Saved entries
═══

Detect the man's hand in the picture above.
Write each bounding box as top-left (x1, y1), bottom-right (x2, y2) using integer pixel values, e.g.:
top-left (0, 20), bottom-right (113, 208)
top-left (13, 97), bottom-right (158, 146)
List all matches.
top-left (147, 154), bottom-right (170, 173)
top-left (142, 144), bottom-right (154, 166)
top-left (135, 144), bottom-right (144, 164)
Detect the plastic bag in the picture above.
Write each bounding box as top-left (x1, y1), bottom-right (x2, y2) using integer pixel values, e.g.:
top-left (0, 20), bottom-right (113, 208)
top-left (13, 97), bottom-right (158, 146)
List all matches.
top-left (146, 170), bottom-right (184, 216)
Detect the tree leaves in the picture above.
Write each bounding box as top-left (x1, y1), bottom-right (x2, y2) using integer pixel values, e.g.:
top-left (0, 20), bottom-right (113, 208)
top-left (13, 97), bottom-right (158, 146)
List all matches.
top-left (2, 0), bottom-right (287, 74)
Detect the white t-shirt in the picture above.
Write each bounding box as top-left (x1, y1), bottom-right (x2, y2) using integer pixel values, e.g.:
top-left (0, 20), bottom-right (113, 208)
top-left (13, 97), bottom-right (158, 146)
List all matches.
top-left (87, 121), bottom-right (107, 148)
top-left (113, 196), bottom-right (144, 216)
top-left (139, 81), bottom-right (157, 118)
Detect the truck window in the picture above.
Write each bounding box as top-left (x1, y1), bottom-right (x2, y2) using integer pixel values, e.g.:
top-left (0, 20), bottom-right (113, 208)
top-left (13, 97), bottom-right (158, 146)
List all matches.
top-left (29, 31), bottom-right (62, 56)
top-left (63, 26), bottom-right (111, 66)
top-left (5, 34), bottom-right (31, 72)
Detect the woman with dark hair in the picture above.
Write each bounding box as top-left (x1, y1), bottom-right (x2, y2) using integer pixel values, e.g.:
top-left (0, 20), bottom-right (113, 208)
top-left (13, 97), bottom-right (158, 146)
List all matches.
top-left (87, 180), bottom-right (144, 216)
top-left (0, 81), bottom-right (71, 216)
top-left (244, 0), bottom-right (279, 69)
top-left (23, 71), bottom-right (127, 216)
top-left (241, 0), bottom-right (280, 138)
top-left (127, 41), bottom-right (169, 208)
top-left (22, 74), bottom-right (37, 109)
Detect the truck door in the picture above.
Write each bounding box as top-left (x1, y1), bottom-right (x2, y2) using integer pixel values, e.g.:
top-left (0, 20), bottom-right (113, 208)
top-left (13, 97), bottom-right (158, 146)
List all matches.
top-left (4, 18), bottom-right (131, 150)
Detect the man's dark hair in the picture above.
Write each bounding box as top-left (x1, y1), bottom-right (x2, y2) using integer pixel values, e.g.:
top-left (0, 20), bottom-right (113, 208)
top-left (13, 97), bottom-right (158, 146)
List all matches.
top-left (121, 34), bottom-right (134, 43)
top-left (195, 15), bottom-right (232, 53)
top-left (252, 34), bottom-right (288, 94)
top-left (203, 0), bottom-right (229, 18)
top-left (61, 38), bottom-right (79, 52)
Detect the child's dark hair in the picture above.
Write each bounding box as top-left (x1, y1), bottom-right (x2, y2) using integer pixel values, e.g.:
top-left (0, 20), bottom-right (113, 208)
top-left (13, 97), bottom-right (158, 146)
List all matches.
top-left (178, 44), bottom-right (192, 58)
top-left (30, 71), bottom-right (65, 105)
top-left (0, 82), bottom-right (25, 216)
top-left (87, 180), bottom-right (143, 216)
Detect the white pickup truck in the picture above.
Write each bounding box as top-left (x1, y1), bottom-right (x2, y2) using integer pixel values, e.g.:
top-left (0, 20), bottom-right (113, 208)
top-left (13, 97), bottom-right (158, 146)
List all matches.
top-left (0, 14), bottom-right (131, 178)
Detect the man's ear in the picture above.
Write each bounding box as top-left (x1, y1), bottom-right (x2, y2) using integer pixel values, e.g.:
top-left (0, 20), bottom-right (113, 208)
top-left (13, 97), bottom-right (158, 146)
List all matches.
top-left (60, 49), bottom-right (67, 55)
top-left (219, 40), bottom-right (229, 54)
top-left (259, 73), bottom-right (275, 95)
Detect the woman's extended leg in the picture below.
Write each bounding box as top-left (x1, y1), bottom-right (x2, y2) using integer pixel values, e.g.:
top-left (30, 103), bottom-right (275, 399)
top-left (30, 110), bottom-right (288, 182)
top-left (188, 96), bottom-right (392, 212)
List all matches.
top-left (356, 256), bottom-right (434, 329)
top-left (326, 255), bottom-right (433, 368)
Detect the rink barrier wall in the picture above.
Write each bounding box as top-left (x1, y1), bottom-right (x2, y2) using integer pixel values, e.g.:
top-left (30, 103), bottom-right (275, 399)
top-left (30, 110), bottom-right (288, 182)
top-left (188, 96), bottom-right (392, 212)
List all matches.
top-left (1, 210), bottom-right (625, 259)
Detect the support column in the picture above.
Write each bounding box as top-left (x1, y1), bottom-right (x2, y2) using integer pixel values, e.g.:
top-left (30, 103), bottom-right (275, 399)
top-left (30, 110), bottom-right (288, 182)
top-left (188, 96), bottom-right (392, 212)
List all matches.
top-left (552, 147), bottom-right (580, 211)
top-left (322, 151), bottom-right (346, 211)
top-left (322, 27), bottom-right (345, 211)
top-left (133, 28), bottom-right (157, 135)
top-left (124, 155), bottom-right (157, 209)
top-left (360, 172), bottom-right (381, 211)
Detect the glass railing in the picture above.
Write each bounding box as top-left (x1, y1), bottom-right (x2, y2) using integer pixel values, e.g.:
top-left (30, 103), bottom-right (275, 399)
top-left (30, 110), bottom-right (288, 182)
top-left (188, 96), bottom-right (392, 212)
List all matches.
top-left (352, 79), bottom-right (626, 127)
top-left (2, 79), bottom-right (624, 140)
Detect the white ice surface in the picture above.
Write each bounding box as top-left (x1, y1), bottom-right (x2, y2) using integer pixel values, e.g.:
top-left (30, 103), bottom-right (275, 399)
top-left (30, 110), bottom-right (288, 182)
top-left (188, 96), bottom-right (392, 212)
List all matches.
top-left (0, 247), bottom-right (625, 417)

═══

» **How to complete this task**: The answer must consist of every line above that contains the word "hair".

» **Result of the exercise**:
Detect the woman with dark hair in the picture above.
Detect the man's dark hair in the picture above.
Detect the child's dark hair in the picture above.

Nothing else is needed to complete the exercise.